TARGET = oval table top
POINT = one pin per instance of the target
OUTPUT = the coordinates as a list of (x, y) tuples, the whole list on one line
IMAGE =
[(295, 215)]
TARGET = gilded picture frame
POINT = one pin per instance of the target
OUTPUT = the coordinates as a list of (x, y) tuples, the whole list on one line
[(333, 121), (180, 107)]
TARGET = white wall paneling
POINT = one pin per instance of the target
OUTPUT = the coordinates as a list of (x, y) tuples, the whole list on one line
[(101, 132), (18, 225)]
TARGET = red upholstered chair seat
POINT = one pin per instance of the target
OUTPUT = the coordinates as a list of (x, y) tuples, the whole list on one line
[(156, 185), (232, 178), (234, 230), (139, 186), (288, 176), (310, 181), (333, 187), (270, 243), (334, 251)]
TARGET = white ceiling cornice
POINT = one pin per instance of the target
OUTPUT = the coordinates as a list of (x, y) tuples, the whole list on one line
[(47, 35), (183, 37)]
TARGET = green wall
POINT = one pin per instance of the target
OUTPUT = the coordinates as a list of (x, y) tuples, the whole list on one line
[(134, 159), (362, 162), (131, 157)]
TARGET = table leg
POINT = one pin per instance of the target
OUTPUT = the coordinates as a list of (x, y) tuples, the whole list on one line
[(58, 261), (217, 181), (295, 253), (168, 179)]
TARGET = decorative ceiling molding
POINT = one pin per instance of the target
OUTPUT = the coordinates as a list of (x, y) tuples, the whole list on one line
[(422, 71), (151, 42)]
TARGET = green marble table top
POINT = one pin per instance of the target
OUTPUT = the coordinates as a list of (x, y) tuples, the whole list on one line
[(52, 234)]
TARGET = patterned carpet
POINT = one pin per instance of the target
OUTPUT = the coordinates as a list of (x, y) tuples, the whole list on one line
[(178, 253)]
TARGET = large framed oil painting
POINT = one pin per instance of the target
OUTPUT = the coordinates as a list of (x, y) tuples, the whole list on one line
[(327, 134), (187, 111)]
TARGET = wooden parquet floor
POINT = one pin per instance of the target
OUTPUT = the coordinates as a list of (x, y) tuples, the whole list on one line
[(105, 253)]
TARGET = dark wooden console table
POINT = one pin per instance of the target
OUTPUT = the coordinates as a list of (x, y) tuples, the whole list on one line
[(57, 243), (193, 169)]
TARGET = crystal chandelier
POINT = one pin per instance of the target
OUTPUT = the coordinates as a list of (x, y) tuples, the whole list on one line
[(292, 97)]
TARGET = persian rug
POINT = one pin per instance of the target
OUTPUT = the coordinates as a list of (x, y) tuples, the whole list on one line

= = =

== Instruction ==
Start at the line that has "TARGET = decorative ceiling molding" and stop after the line that has "[(178, 253)]", copying those rows with their requests but multiplying every coordinate in the answers by 1.8 and rounding to whole numbers, with halves rounded up. Return only those lines.

== Problem solution ==
TARGET = decorative ceiling molding
POINT = one pin per instance of the target
OUTPUT = the coordinates as a list of (x, y) tuples, the whole list on one line
[(760, 128), (272, 76)]
TARGET = green marble table top
POINT = one pin per instance of the target
OUTPUT = the coordinates as a list of (x, y) tuples, the whole list on one line
[(94, 421)]
TARGET = patterned carpet
POINT = one pin per instance of the target
OUTPUT = the coordinates as a list of (x, y) tuples, the whole list on one line
[(320, 455)]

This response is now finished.